Quoted passage ->
Seth Shteir is California desert senior field representative for the National Parks Conservation Association.
So It’s Back to Court Once Again To Protect The Majestic Algodones Dunes
The Algodones Dunes, also known as the Imperial Sand Dunes, is North America’s largest active sand dune formation, covering about 200,000 acres in the southeastern corner of Imperial County and barely dipping into Mexico. It provides unique habitat for many imperiled species including the Peirson’s milk vetch (federally threatened), desert tortoise (federally and state threatened), Algodones Dunes sunflower (State endangered), flat-tailed horned lizard (imperiled), several dozen invertebrates that live nowhere else on earth, and the Colorado Desert fringe-toed lizard, which was petitioned for protection under the Endangered Species Act in July 2012. The east side of the Algodones Dunes intercepts the sparse rainfall runoff coming from the Chocolate Mountains to the east, resulting in rich pockets of desert woodland oases that are refugia for numerous migrating birds, burrow deer, and other desert animals.

Task goal ->
Continue the passage on the Algodones Dunes, picking up right after its last sentence.

Information provided ->
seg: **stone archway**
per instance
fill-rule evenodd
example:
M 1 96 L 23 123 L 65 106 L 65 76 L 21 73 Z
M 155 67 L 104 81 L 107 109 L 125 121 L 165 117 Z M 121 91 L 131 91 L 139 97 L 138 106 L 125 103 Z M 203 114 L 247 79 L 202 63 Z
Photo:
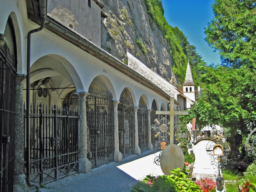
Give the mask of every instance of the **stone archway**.
M 125 88 L 121 94 L 117 106 L 119 150 L 123 158 L 135 152 L 134 106 L 132 97 Z
M 143 98 L 140 97 L 137 112 L 139 146 L 141 152 L 149 148 L 148 107 Z
M 100 77 L 93 80 L 86 101 L 87 158 L 92 168 L 114 161 L 113 96 Z

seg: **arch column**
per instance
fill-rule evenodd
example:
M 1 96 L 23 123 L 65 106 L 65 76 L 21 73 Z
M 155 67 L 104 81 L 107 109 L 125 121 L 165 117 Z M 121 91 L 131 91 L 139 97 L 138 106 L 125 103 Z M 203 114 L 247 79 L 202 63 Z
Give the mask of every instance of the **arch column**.
M 23 82 L 25 78 L 26 75 L 22 74 L 17 75 L 16 78 L 14 191 L 27 191 L 29 189 L 27 184 L 23 167 L 25 141 L 22 89 L 24 87 Z
M 78 112 L 80 116 L 78 122 L 78 155 L 79 171 L 83 173 L 89 172 L 92 163 L 87 158 L 88 127 L 86 120 L 86 98 L 87 92 L 76 92 L 78 96 Z
M 134 107 L 134 127 L 135 130 L 135 153 L 139 155 L 140 154 L 140 149 L 139 146 L 139 133 L 138 129 L 138 109 L 139 107 Z
M 117 106 L 120 103 L 117 101 L 113 101 L 114 103 L 114 130 L 115 137 L 115 152 L 114 160 L 119 162 L 122 160 L 122 154 L 119 150 L 119 135 L 118 135 L 118 120 Z
M 149 137 L 149 149 L 152 150 L 153 149 L 153 145 L 151 143 L 151 122 L 150 122 L 150 112 L 151 110 L 148 110 L 148 133 Z

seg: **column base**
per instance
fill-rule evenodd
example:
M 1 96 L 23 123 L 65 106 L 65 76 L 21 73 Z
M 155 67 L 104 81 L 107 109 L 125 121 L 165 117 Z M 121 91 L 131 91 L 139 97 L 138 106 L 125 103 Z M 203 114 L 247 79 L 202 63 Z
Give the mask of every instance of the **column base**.
M 122 161 L 122 153 L 119 151 L 115 151 L 114 153 L 114 160 L 116 162 Z
M 79 170 L 81 173 L 88 173 L 92 170 L 92 163 L 87 158 L 80 159 Z
M 140 154 L 140 149 L 139 146 L 135 146 L 135 154 L 138 154 L 139 155 Z
M 150 143 L 149 143 L 149 150 L 153 150 L 153 145 Z
M 22 174 L 14 176 L 13 181 L 13 191 L 17 192 L 30 191 L 30 187 L 27 184 L 26 176 Z

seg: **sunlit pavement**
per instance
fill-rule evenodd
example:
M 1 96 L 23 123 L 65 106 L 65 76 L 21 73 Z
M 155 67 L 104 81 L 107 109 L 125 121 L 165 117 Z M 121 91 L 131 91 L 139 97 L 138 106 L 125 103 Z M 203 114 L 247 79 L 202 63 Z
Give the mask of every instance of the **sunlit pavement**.
M 132 187 L 147 175 L 163 175 L 160 166 L 153 163 L 153 151 L 134 156 L 118 163 L 112 162 L 87 173 L 67 177 L 46 185 L 44 191 L 130 191 Z

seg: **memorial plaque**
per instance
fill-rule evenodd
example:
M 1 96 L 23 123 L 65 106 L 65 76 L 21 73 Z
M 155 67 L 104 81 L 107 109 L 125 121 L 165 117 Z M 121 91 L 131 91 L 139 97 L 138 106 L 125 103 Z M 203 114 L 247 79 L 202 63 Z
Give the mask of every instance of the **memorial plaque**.
M 170 144 L 165 147 L 160 157 L 160 165 L 162 171 L 166 175 L 171 174 L 169 171 L 180 167 L 182 171 L 185 159 L 182 149 L 179 146 Z
M 160 142 L 160 149 L 161 150 L 163 150 L 167 146 L 168 143 L 165 141 L 163 141 Z

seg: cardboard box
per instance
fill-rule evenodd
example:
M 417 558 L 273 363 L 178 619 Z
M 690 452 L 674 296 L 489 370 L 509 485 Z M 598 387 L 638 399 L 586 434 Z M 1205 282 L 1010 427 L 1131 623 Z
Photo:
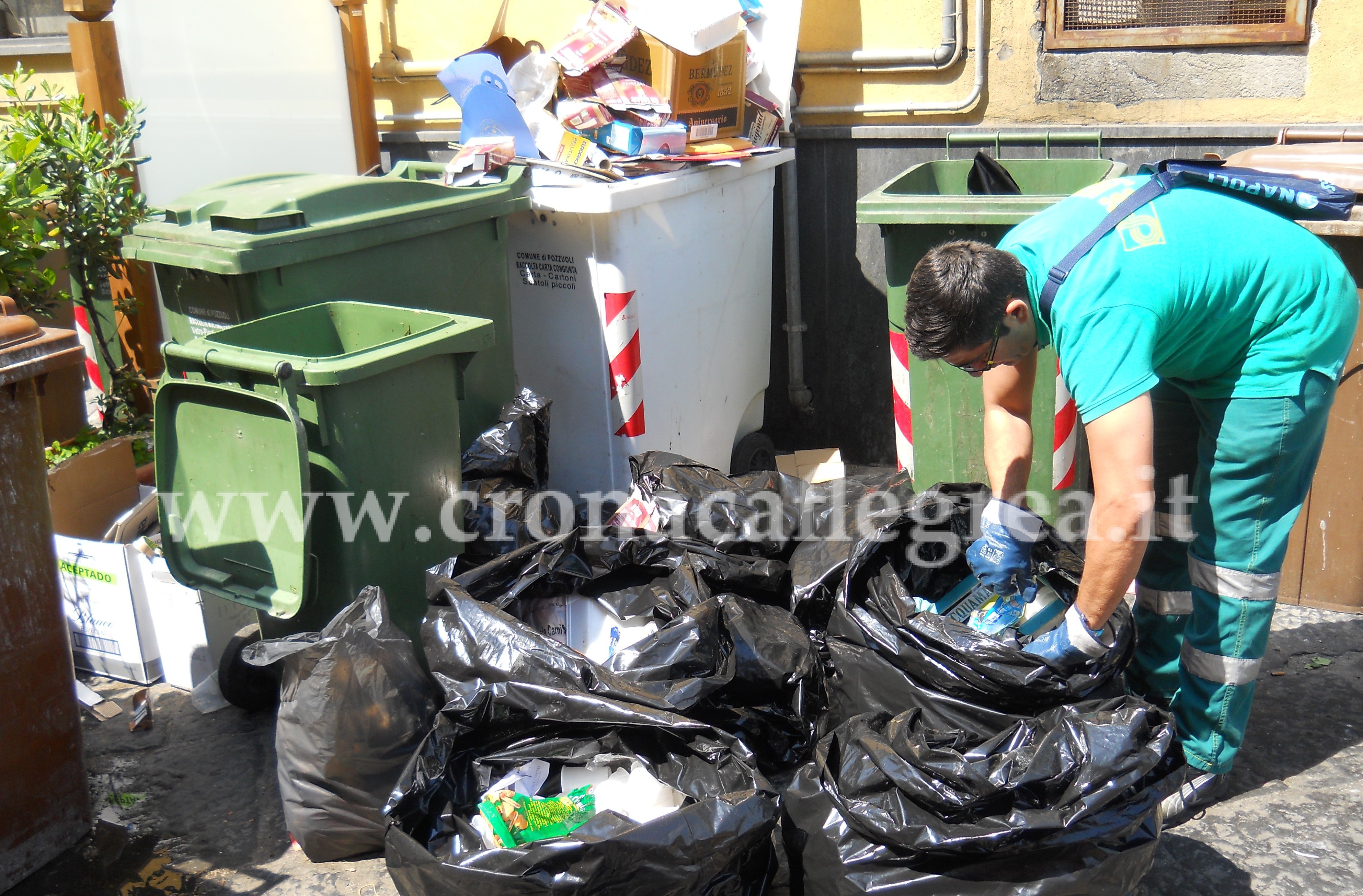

Task answer ->
A relict of the ancient Lake Cahuilla, which dried up after the Pleistocene, is the sand source for the modern day Algodones Dunes. The Salton Sea now covers this former sand source, so little “new” sand is being added. Yet the wind still blows, and effectively it is moving the dunes to the southeast at about a meter per year. Most of the Dunes are public lands managed by the Bureau of Land Management (BLM). The Algodones Dunes are a National Natural Landmark and is also considered an Outstanding Natural Area by the BLM.
As much as the Algodones Dunes are an endemic plant and animal hotspot, they are also a mecca for off-road vehicles. During the prime reproductive and growing seasons of the late fall, winter and early spring, up to 200,000 people in off-road vehicles descend upon the Algodones Dunes, most of which are ‘open’ to ORVs. Only 16% of the area is federally designated as wilderness – a designation that does not allow for any motorized access. The Algodones Dunes has also become notorious for off-road mayhem, which results in human deaths annually.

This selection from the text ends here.